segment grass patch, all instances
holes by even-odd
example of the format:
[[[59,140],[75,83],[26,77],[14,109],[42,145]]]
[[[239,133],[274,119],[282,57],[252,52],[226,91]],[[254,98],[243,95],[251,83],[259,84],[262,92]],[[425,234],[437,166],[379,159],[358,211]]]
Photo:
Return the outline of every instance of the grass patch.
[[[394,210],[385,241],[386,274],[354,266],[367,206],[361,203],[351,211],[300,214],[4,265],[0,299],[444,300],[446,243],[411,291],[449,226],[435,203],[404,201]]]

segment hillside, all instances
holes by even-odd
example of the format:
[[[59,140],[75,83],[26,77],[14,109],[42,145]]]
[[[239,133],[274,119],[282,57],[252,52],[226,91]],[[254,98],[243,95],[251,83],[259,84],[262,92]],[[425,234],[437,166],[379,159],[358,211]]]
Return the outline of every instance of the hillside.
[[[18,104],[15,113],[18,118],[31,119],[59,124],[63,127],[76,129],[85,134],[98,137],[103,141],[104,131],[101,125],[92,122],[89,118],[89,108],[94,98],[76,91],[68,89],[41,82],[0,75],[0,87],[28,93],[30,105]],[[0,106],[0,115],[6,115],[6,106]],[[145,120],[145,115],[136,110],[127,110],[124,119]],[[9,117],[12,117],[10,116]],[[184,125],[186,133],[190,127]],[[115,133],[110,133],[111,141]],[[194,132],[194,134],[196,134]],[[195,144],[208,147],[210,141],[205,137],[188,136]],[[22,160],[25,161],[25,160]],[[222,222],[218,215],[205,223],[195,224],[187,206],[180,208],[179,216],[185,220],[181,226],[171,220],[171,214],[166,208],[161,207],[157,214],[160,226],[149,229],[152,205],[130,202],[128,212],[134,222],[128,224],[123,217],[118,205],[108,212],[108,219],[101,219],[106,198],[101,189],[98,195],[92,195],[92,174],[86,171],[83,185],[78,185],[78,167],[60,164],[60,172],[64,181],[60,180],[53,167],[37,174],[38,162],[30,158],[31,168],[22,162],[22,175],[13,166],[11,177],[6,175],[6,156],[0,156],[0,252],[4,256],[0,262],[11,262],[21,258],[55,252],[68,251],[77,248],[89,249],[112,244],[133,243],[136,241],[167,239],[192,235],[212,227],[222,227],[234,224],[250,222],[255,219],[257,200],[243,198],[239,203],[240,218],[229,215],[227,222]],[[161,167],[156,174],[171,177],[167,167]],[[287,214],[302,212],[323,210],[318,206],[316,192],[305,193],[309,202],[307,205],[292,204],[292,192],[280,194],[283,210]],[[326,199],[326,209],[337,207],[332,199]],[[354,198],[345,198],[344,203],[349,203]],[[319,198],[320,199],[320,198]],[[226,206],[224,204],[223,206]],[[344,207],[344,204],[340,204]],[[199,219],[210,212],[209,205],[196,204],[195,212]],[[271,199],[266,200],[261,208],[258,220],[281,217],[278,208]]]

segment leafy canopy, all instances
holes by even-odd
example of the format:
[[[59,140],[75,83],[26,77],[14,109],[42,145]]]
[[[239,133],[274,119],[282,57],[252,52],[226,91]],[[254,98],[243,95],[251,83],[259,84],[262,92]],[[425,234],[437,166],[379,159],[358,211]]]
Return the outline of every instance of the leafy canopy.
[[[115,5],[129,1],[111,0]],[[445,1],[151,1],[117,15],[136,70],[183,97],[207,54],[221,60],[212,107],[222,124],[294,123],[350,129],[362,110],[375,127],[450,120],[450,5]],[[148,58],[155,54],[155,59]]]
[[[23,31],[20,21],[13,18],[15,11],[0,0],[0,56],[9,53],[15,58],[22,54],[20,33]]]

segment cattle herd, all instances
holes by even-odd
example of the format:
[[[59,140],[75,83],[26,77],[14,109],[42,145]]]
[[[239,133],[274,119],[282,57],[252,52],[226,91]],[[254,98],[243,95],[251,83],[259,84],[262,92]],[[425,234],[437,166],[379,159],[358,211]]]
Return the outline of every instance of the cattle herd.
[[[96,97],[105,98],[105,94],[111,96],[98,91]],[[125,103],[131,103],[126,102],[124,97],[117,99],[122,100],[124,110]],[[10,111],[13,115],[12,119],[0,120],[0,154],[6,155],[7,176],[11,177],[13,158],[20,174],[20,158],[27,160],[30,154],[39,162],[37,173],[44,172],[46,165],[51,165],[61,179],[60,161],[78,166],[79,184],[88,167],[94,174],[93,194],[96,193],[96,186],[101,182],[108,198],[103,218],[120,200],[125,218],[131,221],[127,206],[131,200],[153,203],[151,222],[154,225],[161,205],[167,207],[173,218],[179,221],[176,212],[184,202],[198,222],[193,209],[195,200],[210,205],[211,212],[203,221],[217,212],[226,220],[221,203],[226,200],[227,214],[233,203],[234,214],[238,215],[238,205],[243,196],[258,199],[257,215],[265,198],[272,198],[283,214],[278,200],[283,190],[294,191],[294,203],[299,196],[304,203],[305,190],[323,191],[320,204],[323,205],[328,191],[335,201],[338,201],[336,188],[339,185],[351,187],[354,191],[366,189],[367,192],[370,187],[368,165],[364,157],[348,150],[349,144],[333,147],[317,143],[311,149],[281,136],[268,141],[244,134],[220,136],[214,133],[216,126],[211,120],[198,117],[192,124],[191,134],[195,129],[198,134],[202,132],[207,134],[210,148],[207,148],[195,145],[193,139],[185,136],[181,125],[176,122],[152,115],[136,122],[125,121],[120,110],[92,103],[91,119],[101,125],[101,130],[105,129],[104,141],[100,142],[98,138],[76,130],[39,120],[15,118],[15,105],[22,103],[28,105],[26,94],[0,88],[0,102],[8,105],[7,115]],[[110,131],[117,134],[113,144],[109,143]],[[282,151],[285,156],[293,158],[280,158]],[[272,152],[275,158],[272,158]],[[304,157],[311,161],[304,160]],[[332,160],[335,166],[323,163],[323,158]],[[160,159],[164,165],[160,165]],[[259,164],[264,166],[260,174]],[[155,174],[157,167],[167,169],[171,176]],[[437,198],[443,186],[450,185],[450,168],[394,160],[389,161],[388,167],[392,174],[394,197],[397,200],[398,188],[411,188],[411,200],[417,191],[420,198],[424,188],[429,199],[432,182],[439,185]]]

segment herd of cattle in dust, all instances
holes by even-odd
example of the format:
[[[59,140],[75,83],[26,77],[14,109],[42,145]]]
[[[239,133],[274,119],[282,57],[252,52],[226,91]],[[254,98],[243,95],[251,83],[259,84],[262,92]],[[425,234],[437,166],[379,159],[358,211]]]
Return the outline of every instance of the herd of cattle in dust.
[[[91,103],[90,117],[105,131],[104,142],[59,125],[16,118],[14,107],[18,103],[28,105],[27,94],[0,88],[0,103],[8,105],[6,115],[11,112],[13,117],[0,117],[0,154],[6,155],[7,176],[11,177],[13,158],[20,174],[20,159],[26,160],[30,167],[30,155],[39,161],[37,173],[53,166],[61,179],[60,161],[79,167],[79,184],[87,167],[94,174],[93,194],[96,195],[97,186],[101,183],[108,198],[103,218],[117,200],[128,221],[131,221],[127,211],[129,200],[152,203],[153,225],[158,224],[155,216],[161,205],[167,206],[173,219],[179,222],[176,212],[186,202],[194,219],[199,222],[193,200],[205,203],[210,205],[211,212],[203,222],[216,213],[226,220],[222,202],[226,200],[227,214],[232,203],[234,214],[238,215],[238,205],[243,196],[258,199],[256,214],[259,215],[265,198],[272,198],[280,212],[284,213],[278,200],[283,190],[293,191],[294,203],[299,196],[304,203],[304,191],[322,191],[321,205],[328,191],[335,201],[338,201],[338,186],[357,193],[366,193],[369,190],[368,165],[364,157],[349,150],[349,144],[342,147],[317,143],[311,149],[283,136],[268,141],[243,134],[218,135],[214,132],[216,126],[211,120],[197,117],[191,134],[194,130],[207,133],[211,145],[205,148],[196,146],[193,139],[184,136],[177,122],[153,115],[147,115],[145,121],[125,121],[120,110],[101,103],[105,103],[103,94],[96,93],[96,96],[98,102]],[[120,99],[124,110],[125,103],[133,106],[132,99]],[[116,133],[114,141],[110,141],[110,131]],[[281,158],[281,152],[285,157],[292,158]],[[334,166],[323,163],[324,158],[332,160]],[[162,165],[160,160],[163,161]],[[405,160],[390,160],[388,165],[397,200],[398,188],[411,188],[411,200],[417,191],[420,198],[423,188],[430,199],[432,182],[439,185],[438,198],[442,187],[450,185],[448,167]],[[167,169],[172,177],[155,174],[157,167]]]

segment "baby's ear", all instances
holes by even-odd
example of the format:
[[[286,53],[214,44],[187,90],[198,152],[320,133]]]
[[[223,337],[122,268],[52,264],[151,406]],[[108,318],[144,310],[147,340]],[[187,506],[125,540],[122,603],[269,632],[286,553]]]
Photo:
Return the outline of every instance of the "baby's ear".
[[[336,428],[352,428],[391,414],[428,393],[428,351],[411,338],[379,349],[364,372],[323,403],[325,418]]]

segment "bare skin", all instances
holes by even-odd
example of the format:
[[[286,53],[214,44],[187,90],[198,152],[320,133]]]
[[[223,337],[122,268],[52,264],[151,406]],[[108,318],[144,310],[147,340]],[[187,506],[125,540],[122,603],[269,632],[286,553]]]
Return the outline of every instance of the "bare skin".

EXERCISE TASK
Copy the stretch of the listing from the line containing "segment leafy canopy, all instances" through the line containing "Return the outline of every instance of the leafy", putting "tree canopy" wherever "leafy canopy" appears and leaving everything else as it is.

ANSWER TO THE EXERCISE
segment tree canopy, all instances
holes by even-odd
example of the format:
[[[59,140],[75,83],[26,77],[14,109],[42,145]]]
[[[239,133],[274,119],[282,57],[252,52],[226,91]],[[254,98],[243,95],[251,83],[259,84],[262,92]],[[425,234],[437,166],[379,159],[358,211]]]
Return the outline of every instance of the tree canopy.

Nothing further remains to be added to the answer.